* YANG PERLU DIKERJAKAN *
1. Cetak bagian dari berita aksi masyarakat adat Kampung Dingin yang diawali kata-kata berisi "Dalam aksi demonstrasi" dan diakhiri "mengawal aksi tersebut.".
2. Periksa apakah tiap pernyataan berikut sesuai dengan berita aksi masyarakat adat Kampung Dingin. Jawab ya atau tidak, lalu sertakan kutipan persis dari berita yang menentukan jawaban itu. (a) Aksi penutupan dan demonstrasi dipimpin oleh dua perempuan kakak beradik. (b) Demonstrasi di depan kantor EBH berlangsung pada hari Kamis. (c) Pastor Heri Sihotang adalah Kapolres Kutai Barat.

* KUTIPAN PILIHAN *

++++++++

KaltengBicara.com – Samarinda. Komunitas adat Sempeket Benuaq Dingin Tementekng Kecamatan Muara Lawa Kabupaten Kutai Barat Kalimantan Timur pada tanggal 2 Februari 2023, menutut, menghentikan dan menutup aktivitas Perusahaan PT. Energi Batu Hitam(EBH) telah melakukan penggusuran ladang milik masyarakat adat sejak lama tampa ganti rugi, PT. EBH mendirikan gudang bahan peledak batu-bara di sekitar ladang masyarakat adat. Kemudian dilanjutkan dengan aksi demonstrasi di depan kantor EBH, Sabtu (4/2/2023) yang lalu.
Aksi penutupan dan demonstrasi itu dipimpin dua perempuan kakak beradik asal kampung Dingin, yakni Priska Misen dan Erika Siluq karena ada pengerusakan tanam tumbuh di lokasi ladang akibat aktivitas tambang batu bara.
“Hal ini kami lakukan dikarenakan kegiatan PT.Energi Batu Hitam sudah merusak ladang serta tanam tumbuh yang ada di dalamnya. Merusak aliran sungai yang mengalir kearah Sungai Dingin,” jelas Priska.
Alasan lainnya mereka merasa terancam dengan keberadaan gudang bahan peledak yang terlalu dekat dengan ladang.
“Gudang bahan peledak sangat dekat dengan ladang kami, itu akan sangat berbahaya dan mengancam keamanan kami saat kami berada di ladang,” lanjut Priska.
Dalam aksi demonstrasi aparat kepolisian dalam pengamanannya telah melakukan tindakan refresif dan itu telah diakui oleh Kapolres Kutai Barat (Kubar) AKBP Heri Rusyaman kepada awak media, hal itu terjadi saat anggotanya melakukan pembongkaran paksa tenda warga di lahan tambang pada Kamis (16/2/2023) yang lalu.
Justice Peace and Integration of Creation (JPIC) SVD Distrik Kaltim turut menyayangkan dan prihatin dugaan aksi maupun tindakan represif ataupun dugaan upaya kriminalisasi yang dilakukan pihak penegak hukum kepada kelompok masyarakat adat Dayak Kampung Dingin – kubar yg sedang berusaha dan memperjuangkan hak-hak mereka atas lahan mereka. Maupun lahan mereka yg diduga dirusak oleh pihak korporasi tambang. Pastor Heri Sihotang menyampaikan keprihatinannya dengan sikap refresif aparat yang mengawal aksi tersebut.

++++++++

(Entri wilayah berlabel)
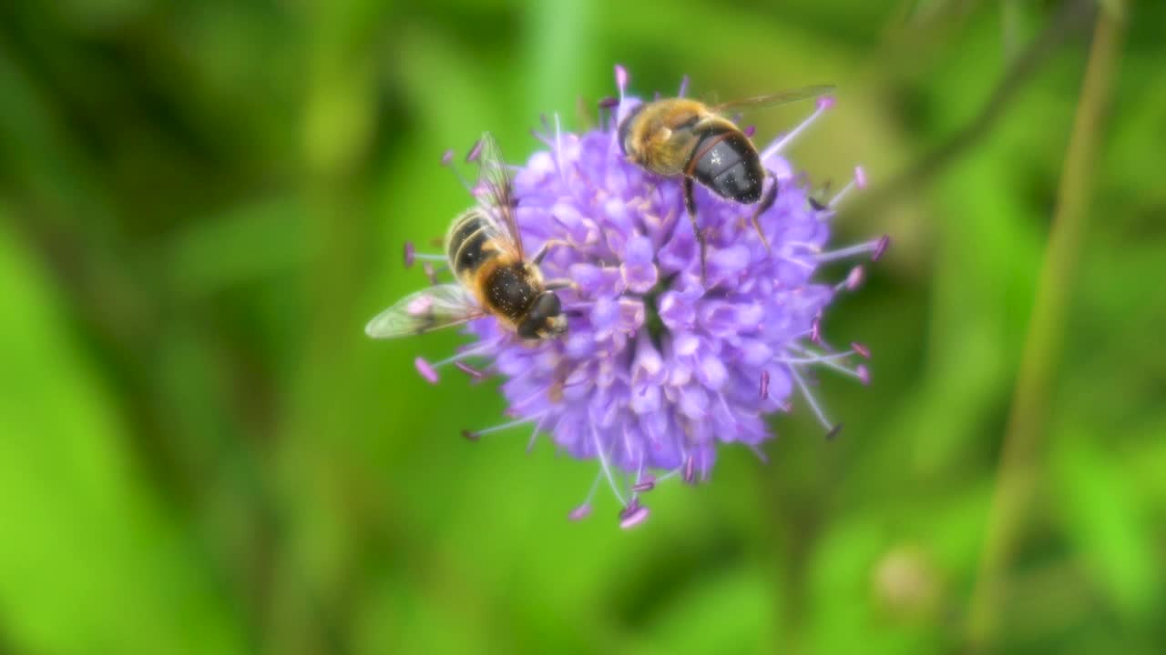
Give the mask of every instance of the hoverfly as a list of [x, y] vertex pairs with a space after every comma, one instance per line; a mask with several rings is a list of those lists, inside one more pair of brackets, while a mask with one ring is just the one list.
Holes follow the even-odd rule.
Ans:
[[830, 85], [803, 86], [768, 96], [757, 96], [705, 105], [688, 98], [661, 98], [644, 103], [619, 124], [619, 145], [630, 161], [656, 175], [684, 177], [684, 209], [701, 246], [701, 276], [704, 276], [704, 237], [696, 224], [693, 181], [722, 198], [757, 204], [753, 228], [761, 244], [770, 247], [758, 217], [773, 206], [778, 181], [764, 190], [765, 178], [773, 177], [761, 164], [757, 148], [725, 112], [746, 107], [768, 107], [794, 100], [816, 98], [834, 90]]
[[[567, 332], [567, 317], [539, 263], [554, 242], [529, 261], [514, 218], [513, 184], [490, 133], [475, 146], [479, 167], [477, 205], [464, 211], [445, 233], [444, 249], [457, 282], [434, 284], [399, 300], [365, 326], [377, 339], [421, 334], [494, 316], [524, 339]], [[471, 153], [471, 159], [475, 153]]]

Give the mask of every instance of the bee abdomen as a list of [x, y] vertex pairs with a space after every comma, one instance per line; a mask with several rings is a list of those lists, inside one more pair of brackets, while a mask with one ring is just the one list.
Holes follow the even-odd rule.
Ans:
[[471, 210], [454, 221], [449, 230], [445, 256], [458, 277], [472, 275], [483, 263], [498, 256], [498, 249], [489, 245], [485, 220], [476, 210]]
[[705, 134], [693, 150], [691, 175], [722, 198], [756, 203], [761, 197], [765, 169], [761, 160], [737, 131]]
[[486, 303], [497, 314], [518, 322], [539, 295], [522, 263], [498, 266], [486, 275], [483, 284]]

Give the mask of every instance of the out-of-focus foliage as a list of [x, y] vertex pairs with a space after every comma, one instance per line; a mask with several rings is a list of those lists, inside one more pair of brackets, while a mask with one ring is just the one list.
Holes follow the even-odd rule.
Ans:
[[[0, 6], [0, 650], [934, 653], [960, 645], [1089, 44], [851, 237], [895, 247], [827, 325], [874, 382], [847, 430], [568, 523], [590, 465], [424, 385], [456, 334], [365, 339], [423, 283], [438, 165], [540, 113], [833, 82], [795, 161], [878, 183], [967, 125], [1059, 2], [7, 2]], [[1166, 647], [1166, 8], [1130, 16], [1004, 652]], [[758, 114], [763, 134], [806, 107]], [[862, 197], [852, 197], [861, 209]]]

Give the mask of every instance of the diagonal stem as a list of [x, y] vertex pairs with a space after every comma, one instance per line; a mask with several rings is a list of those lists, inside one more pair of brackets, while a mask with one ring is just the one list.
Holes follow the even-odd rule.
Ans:
[[1123, 24], [1112, 12], [1098, 10], [1089, 63], [1065, 157], [1056, 213], [1040, 272], [1024, 355], [1000, 456], [996, 495], [965, 625], [971, 652], [990, 646], [997, 634], [1004, 579], [1017, 549], [1040, 467], [1048, 400], [1061, 350], [1066, 304], [1084, 232], [1093, 163], [1121, 51]]

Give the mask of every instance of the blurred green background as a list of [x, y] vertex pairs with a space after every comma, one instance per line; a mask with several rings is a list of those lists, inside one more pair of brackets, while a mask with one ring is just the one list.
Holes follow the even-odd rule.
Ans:
[[[1128, 14], [993, 537], [1090, 2], [0, 5], [0, 653], [957, 652], [992, 538], [988, 650], [1164, 652], [1166, 6]], [[842, 436], [799, 406], [631, 533], [603, 494], [566, 521], [592, 464], [458, 436], [500, 396], [412, 359], [461, 337], [361, 331], [468, 204], [442, 153], [524, 161], [617, 62], [837, 84], [792, 157], [865, 164], [836, 241], [895, 239], [827, 319], [874, 351], [869, 388], [823, 375]]]

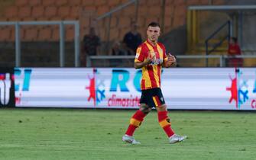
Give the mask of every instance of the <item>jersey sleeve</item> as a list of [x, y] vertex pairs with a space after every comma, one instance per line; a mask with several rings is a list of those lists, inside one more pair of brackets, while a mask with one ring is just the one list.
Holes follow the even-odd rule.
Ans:
[[144, 59], [144, 53], [142, 51], [141, 46], [140, 46], [139, 47], [137, 48], [137, 50], [136, 50], [134, 62], [143, 62]]
[[166, 62], [168, 58], [167, 58], [167, 52], [166, 52], [166, 50], [165, 50], [165, 47], [164, 45], [162, 45], [162, 49], [163, 49], [163, 59], [164, 59], [164, 61]]

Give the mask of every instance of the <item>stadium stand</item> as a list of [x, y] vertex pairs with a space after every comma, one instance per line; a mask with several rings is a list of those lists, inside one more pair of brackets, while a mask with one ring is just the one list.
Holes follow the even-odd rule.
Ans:
[[[172, 45], [167, 50], [172, 50], [174, 53], [184, 54], [186, 50], [186, 34], [180, 35], [175, 33], [186, 33], [187, 7], [190, 5], [225, 5], [230, 4], [230, 0], [167, 0], [165, 1], [165, 12], [162, 17], [162, 0], [139, 0], [138, 17], [135, 18], [136, 8], [134, 5], [129, 5], [122, 10], [115, 12], [111, 16], [111, 24], [108, 34], [109, 18], [99, 19], [96, 18], [103, 15], [128, 2], [128, 0], [0, 0], [0, 21], [79, 21], [80, 23], [80, 40], [87, 33], [92, 26], [97, 28], [97, 33], [102, 41], [102, 46], [111, 44], [115, 40], [122, 40], [125, 33], [129, 30], [129, 24], [134, 18], [137, 19], [138, 31], [142, 37], [146, 37], [144, 27], [152, 21], [159, 21], [163, 24], [163, 40], [169, 40], [173, 43], [173, 40], [183, 45]], [[212, 4], [209, 4], [211, 2]], [[149, 9], [153, 8], [154, 9]], [[211, 16], [211, 15], [206, 15]], [[164, 18], [164, 19], [163, 19]], [[65, 27], [66, 48], [72, 50], [73, 48], [74, 34], [73, 27]], [[28, 26], [22, 27], [21, 30], [21, 40], [22, 43], [38, 43], [41, 47], [44, 47], [44, 43], [53, 42], [57, 46], [53, 47], [58, 50], [58, 41], [60, 40], [59, 28], [57, 26]], [[6, 44], [15, 42], [15, 30], [13, 27], [0, 27], [0, 43]], [[173, 36], [174, 35], [174, 36]], [[164, 38], [166, 37], [166, 38]], [[169, 43], [167, 40], [166, 43]], [[5, 46], [5, 45], [3, 45]], [[170, 45], [167, 45], [169, 47]], [[21, 46], [22, 47], [22, 46]], [[199, 46], [202, 47], [202, 46]], [[47, 48], [47, 47], [46, 47]], [[4, 50], [4, 49], [2, 49]], [[102, 50], [101, 54], [106, 55], [105, 50]], [[28, 51], [30, 52], [30, 51]], [[48, 52], [45, 50], [44, 52]], [[201, 53], [203, 53], [202, 50]], [[193, 52], [189, 52], [189, 53]], [[66, 52], [66, 56], [71, 53]], [[23, 54], [30, 54], [23, 53]], [[53, 55], [53, 53], [50, 54]], [[57, 55], [55, 53], [54, 55]], [[32, 54], [31, 54], [32, 55]], [[29, 66], [29, 62], [28, 66]], [[73, 62], [66, 62], [66, 66], [73, 66]], [[10, 64], [13, 64], [10, 62]], [[57, 66], [56, 62], [55, 66]], [[48, 66], [48, 64], [41, 64], [41, 66]]]

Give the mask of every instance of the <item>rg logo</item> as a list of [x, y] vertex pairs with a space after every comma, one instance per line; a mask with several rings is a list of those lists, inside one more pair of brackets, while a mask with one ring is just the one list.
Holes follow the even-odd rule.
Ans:
[[11, 80], [10, 73], [2, 74], [0, 78], [0, 103], [2, 105], [7, 105], [10, 101], [10, 90], [11, 87]]

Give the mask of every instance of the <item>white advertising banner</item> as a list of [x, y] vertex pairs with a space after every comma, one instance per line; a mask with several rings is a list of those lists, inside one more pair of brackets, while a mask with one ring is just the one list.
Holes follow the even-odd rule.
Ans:
[[[15, 68], [16, 107], [138, 108], [141, 70]], [[256, 110], [256, 69], [164, 69], [169, 109]]]

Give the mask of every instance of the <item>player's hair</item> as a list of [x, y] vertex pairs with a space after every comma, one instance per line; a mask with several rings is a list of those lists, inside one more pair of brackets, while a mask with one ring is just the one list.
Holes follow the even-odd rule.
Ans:
[[232, 39], [232, 40], [233, 40], [235, 43], [237, 43], [237, 42], [238, 42], [238, 38], [237, 38], [237, 37], [232, 37], [231, 39]]
[[152, 21], [151, 23], [148, 24], [147, 27], [160, 27], [160, 24], [157, 22]]

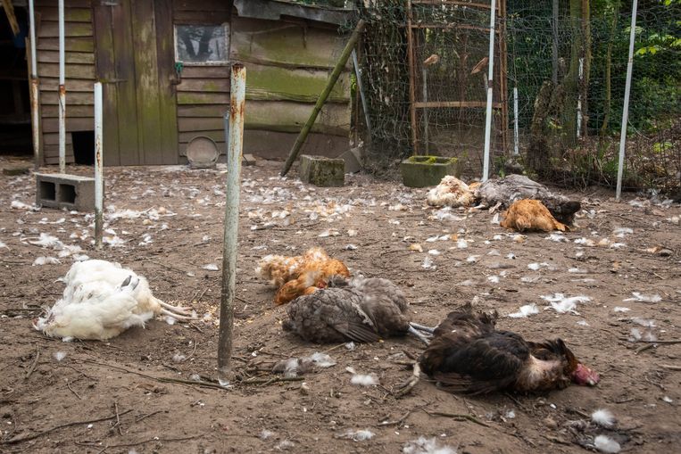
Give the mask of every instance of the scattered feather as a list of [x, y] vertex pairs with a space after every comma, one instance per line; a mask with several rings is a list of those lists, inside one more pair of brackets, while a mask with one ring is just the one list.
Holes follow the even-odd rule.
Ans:
[[605, 409], [599, 409], [592, 413], [591, 420], [602, 427], [611, 427], [617, 421], [612, 413]]
[[527, 317], [529, 317], [534, 314], [538, 314], [539, 309], [536, 307], [536, 304], [526, 304], [525, 306], [520, 306], [520, 309], [518, 312], [513, 312], [512, 314], [509, 314], [508, 317], [511, 318], [525, 318]]
[[619, 443], [615, 442], [610, 437], [605, 435], [598, 435], [594, 439], [594, 446], [601, 452], [606, 452], [608, 454], [616, 454], [619, 452]]

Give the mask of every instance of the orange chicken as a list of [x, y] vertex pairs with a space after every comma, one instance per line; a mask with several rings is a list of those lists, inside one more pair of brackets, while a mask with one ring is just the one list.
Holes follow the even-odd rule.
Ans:
[[558, 222], [538, 200], [523, 199], [514, 202], [503, 216], [501, 226], [519, 232], [569, 230], [568, 226]]
[[311, 248], [304, 254], [295, 257], [268, 255], [262, 258], [256, 271], [278, 288], [274, 298], [278, 305], [325, 287], [331, 276], [350, 277], [345, 263], [331, 259], [320, 247]]

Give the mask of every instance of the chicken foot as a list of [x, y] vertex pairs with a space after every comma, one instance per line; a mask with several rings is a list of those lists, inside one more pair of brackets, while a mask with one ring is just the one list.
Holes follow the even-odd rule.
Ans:
[[409, 377], [409, 379], [396, 386], [397, 391], [394, 392], [395, 396], [403, 396], [408, 394], [414, 386], [416, 386], [416, 384], [419, 383], [420, 375], [421, 375], [421, 367], [419, 365], [419, 361], [414, 361], [412, 364], [412, 372], [411, 376]]
[[430, 345], [430, 339], [428, 339], [428, 337], [426, 336], [426, 334], [424, 334], [420, 331], [411, 326], [411, 325], [409, 326], [409, 333], [412, 334], [413, 336], [415, 336], [419, 341], [421, 341], [426, 345]]

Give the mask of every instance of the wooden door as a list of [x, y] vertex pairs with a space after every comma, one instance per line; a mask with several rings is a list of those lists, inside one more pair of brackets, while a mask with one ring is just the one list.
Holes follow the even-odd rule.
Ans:
[[176, 164], [172, 1], [94, 4], [104, 164]]

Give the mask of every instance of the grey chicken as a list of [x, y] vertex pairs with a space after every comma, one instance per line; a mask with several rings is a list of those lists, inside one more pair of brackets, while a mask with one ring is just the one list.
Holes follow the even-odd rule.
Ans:
[[476, 199], [487, 205], [500, 203], [504, 209], [522, 199], [541, 201], [560, 222], [571, 225], [575, 213], [582, 204], [565, 195], [549, 191], [549, 188], [523, 175], [509, 175], [503, 178], [489, 179], [475, 189]]
[[407, 299], [400, 288], [380, 277], [332, 277], [327, 287], [291, 301], [285, 331], [318, 343], [377, 342], [413, 334], [428, 343], [427, 326], [410, 323]]

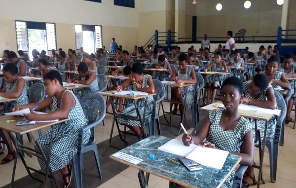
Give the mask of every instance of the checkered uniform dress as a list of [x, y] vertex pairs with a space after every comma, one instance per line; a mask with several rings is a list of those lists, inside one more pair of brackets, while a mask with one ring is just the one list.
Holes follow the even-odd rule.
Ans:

++++++++

* HASIL LATIHAN *
1.
Dalam aksi demonstrasi aparat kepolisian dalam pengamanannya telah melakukan tindakan refresif dan itu telah diakui oleh Kapolres Kutai Barat (Kubar) AKBP Heri Rusyaman kepada awak media, hal itu terjadi saat anggotanya melakukan pembongkaran paksa tenda warga di lahan tambang pada Kamis (16/2/2023) yang lalu.
Justice Peace and Integration of Creation (JPIC) SVD Distrik Kaltim turut menyayangkan dan prihatin dugaan aksi maupun tindakan represif ataupun dugaan upaya kriminalisasi yang dilakukan pihak penegak hukum kepada kelompok masyarakat adat Dayak Kampung Dingin – kubar yg sedang berusaha dan memperjuangkan hak-hak mereka atas lahan mereka. Maupun lahan mereka yg diduga dirusak oleh pihak korporasi tambang. Pastor Heri Sihotang menyampaikan keprihatinannya dengan sikap refresif aparat yang mengawal aksi tersebut.

2.
(a) Ya: "dipimpin dua perempuan kakak beradik asal kampung Dingin"
(b) Tidak: "aksi demonstrasi di depan kantor EBH, Sabtu (4/2/2023)"
(c) Tidak: "Kapolres Kutai Barat (Kubar) AKBP Heri Rusyaman"